### Excerpt to read
——————————

In 2023, approximately 14,000 children are in the legal custody of the State of Georgia while an average of 240 incidents of confirmed child abuse are reported daily, according to Chris Hobbs, vice president of Communications and Development at Georgia Baptist Children’s Home and Family Ministries.

“Each year, we serve hundreds of kids through our statewide programs,” he says.

Georgia Baptist Children’s Home programs for children, youth and families have expanded with three residential campuses located in Palmetto, Meansville and Baxley. These homes provide various levels of residential care, counseling, educational services and weekend respite care for special needs children.

Says Hobbs: “The majority of our kids go to school on campus, and the reason for that is a lot of times when they get to us, they’ve probably been out of school for a while. They have fallen behind so far that to put them in a public school setting would be almost like setting them up for failure. In our campus school, they work at their own pace with our teachers.”

Camp Hawkins summer camp program serves children and young adults with developmental disabilities at the North and South Georgia campuses, according to Hobbs.

“At first they’re really anxious about it, but when Mom and Dad come to pick them up five days later, they don’t want to go home because they had such a great time,” says Hobbs. “They see that there are kids just like them, coping with the same types of things, and here, they can just enjoy life.”

——————————

### Exercise data

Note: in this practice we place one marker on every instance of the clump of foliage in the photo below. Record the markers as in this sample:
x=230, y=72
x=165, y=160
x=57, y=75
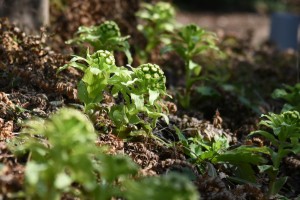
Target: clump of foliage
x=62, y=153
x=141, y=88
x=206, y=153
x=291, y=94
x=284, y=134
x=105, y=36
x=157, y=20
x=65, y=161
x=190, y=42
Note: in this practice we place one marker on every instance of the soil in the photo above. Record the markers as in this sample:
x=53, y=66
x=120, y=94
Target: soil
x=30, y=87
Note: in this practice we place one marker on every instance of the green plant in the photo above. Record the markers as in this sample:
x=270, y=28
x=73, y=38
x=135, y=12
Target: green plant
x=284, y=138
x=291, y=94
x=141, y=89
x=64, y=160
x=105, y=36
x=238, y=161
x=189, y=42
x=157, y=20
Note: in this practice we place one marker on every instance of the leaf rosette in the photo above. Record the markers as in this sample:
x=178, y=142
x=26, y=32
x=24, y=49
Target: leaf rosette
x=151, y=76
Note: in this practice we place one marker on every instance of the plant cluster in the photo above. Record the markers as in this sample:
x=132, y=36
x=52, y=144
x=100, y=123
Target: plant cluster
x=284, y=136
x=207, y=153
x=157, y=21
x=141, y=89
x=190, y=42
x=105, y=36
x=64, y=161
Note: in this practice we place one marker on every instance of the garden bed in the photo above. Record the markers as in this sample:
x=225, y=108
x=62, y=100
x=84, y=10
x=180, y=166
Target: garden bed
x=206, y=141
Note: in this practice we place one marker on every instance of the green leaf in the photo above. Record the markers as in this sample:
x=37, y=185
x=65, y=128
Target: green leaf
x=153, y=96
x=32, y=172
x=264, y=168
x=278, y=184
x=62, y=181
x=138, y=101
x=265, y=134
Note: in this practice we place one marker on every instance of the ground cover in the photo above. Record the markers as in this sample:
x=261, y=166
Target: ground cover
x=86, y=151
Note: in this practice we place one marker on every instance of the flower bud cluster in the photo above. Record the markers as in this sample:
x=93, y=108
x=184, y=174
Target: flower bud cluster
x=152, y=75
x=110, y=29
x=107, y=56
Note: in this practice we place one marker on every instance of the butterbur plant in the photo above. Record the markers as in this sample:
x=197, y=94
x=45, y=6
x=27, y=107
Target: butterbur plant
x=284, y=134
x=105, y=36
x=157, y=20
x=190, y=42
x=291, y=94
x=63, y=154
x=204, y=153
x=65, y=162
x=141, y=89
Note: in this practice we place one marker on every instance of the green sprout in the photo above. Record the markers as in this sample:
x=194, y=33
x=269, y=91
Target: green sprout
x=105, y=36
x=284, y=139
x=190, y=42
x=157, y=21
x=65, y=161
x=141, y=88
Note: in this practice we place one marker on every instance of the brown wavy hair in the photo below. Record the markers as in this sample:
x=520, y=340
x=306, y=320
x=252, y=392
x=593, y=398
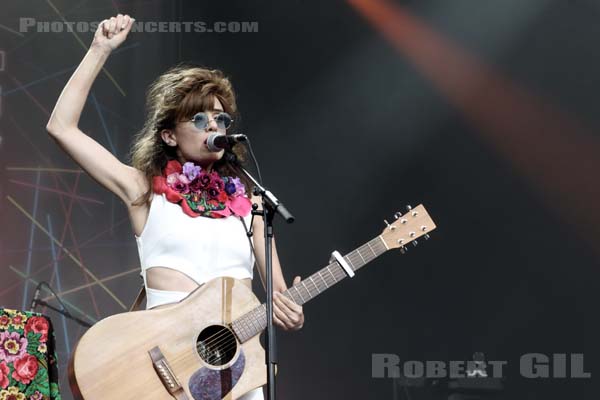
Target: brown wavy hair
x=177, y=95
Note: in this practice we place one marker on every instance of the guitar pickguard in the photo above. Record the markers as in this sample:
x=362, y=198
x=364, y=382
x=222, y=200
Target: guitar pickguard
x=210, y=384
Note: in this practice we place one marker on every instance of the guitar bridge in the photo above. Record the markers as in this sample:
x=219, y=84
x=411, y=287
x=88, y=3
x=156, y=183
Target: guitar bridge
x=165, y=373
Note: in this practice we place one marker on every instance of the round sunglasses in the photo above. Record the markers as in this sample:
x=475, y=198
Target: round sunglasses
x=201, y=120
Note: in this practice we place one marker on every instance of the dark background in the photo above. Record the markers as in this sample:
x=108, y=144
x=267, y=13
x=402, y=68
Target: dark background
x=348, y=129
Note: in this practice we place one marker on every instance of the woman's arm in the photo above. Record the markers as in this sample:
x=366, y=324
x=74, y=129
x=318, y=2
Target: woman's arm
x=124, y=181
x=287, y=314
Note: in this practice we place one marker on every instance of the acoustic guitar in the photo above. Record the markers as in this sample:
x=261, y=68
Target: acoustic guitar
x=207, y=346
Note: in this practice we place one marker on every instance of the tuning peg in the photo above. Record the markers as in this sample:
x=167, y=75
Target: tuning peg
x=391, y=227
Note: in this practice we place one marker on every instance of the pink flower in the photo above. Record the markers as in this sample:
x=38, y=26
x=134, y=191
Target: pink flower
x=172, y=178
x=4, y=370
x=191, y=170
x=25, y=369
x=4, y=321
x=38, y=325
x=18, y=320
x=36, y=396
x=12, y=346
x=182, y=178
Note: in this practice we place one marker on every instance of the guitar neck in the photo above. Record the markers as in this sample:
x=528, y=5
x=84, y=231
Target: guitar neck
x=255, y=321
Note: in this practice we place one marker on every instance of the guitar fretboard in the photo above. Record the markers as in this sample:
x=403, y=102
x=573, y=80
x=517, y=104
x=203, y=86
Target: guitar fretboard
x=253, y=322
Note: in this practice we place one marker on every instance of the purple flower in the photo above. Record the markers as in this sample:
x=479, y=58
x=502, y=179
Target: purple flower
x=203, y=180
x=37, y=395
x=191, y=171
x=216, y=182
x=181, y=187
x=172, y=179
x=230, y=187
x=240, y=189
x=12, y=346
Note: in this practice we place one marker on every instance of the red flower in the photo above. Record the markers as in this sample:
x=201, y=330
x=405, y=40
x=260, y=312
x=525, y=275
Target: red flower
x=223, y=197
x=37, y=325
x=4, y=375
x=26, y=369
x=4, y=321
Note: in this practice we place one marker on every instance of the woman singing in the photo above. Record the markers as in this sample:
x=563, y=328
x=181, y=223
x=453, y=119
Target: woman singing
x=186, y=203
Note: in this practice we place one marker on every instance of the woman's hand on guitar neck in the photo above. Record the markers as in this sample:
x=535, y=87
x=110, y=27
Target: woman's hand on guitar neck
x=287, y=314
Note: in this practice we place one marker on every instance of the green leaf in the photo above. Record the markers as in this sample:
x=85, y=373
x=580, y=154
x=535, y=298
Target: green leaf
x=40, y=382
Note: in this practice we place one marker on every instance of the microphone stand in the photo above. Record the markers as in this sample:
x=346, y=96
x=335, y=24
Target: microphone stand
x=63, y=310
x=271, y=206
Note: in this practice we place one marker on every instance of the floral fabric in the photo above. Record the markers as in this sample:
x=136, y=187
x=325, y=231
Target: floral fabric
x=28, y=364
x=202, y=193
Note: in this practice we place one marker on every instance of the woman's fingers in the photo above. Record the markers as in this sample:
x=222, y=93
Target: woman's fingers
x=126, y=22
x=119, y=25
x=279, y=315
x=288, y=311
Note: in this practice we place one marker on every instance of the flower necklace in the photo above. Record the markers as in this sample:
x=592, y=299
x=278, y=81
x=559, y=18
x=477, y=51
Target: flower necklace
x=202, y=193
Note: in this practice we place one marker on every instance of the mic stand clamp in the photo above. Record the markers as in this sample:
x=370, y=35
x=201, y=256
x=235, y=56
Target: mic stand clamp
x=271, y=206
x=63, y=312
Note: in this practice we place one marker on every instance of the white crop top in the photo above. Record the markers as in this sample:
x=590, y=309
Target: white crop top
x=202, y=248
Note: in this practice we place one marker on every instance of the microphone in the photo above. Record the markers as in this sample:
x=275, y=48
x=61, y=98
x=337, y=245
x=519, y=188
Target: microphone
x=36, y=297
x=217, y=141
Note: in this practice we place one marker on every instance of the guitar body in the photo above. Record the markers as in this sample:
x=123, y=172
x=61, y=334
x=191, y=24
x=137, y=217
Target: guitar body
x=112, y=361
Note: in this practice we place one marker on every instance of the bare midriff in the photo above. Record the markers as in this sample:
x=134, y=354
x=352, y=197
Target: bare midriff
x=163, y=278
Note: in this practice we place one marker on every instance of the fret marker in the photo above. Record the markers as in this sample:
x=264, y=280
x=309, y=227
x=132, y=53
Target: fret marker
x=338, y=257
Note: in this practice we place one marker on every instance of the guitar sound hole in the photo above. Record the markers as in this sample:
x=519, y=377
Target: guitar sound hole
x=216, y=345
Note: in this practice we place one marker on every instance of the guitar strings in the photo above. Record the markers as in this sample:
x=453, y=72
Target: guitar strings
x=217, y=339
x=223, y=342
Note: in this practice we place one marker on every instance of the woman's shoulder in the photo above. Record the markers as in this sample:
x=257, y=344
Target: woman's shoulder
x=137, y=183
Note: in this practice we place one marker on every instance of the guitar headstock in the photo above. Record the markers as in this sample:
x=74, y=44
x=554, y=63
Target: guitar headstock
x=407, y=228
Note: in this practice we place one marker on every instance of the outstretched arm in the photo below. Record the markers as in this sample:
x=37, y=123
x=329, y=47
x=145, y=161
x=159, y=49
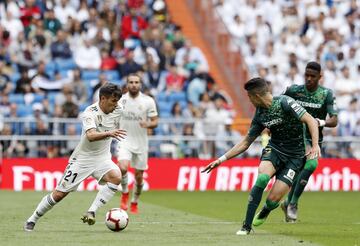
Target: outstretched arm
x=330, y=122
x=314, y=132
x=151, y=123
x=234, y=151
x=93, y=135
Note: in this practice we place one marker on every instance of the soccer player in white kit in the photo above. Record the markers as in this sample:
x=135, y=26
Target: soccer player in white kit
x=91, y=157
x=138, y=114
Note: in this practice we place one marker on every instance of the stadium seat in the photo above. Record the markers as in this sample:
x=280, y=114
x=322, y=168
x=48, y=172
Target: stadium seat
x=50, y=67
x=14, y=77
x=38, y=98
x=90, y=74
x=16, y=98
x=65, y=64
x=177, y=97
x=164, y=107
x=23, y=110
x=162, y=97
x=51, y=97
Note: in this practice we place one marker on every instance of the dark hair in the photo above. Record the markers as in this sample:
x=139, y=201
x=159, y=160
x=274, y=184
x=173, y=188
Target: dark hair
x=110, y=90
x=256, y=85
x=314, y=66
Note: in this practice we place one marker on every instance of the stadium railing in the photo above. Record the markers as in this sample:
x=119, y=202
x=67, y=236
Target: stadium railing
x=60, y=141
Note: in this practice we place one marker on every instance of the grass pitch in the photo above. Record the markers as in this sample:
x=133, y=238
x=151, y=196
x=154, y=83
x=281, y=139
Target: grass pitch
x=182, y=218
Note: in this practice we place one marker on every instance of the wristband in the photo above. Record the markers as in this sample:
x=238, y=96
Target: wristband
x=222, y=158
x=321, y=122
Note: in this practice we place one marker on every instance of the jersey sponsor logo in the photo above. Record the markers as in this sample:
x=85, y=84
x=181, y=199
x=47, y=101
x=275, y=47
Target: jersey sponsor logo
x=94, y=109
x=296, y=107
x=88, y=120
x=309, y=105
x=335, y=105
x=273, y=122
x=131, y=116
x=99, y=119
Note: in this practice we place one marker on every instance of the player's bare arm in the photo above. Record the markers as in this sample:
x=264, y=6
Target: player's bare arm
x=330, y=122
x=314, y=131
x=151, y=123
x=234, y=151
x=93, y=135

——————————

### Things to do
A: Reproduce the passage of the Georgia children's home text from "Georgia Baptist Children’s Home programs" up to and including "special needs children.".
B: Using the Georgia children's home text, mark each statement yes or no and quote the exact words that decide it: (i) The three residential campuses are in Palmetto, Meansville and Baxley. (ii) Most of the children attend public schools. (iii) An average of 240 confirmed child abuse incidents are reported each week.

### Completed exercise
A:
Georgia Baptist Children’s Home programs for children, youth and families have expanded with three residential campuses located in Palmetto, Meansville and Baxley. These homes provide various levels of residential care, counseling, educational services and weekend respite care for special needs children.

B:
(i) Yes: "three residential campuses located in Palmetto, Meansville and Baxley"
(ii) No: "The majority of our kids go to school on campus"
(iii) No: "an average of 240 incidents of confirmed child abuse are reported daily"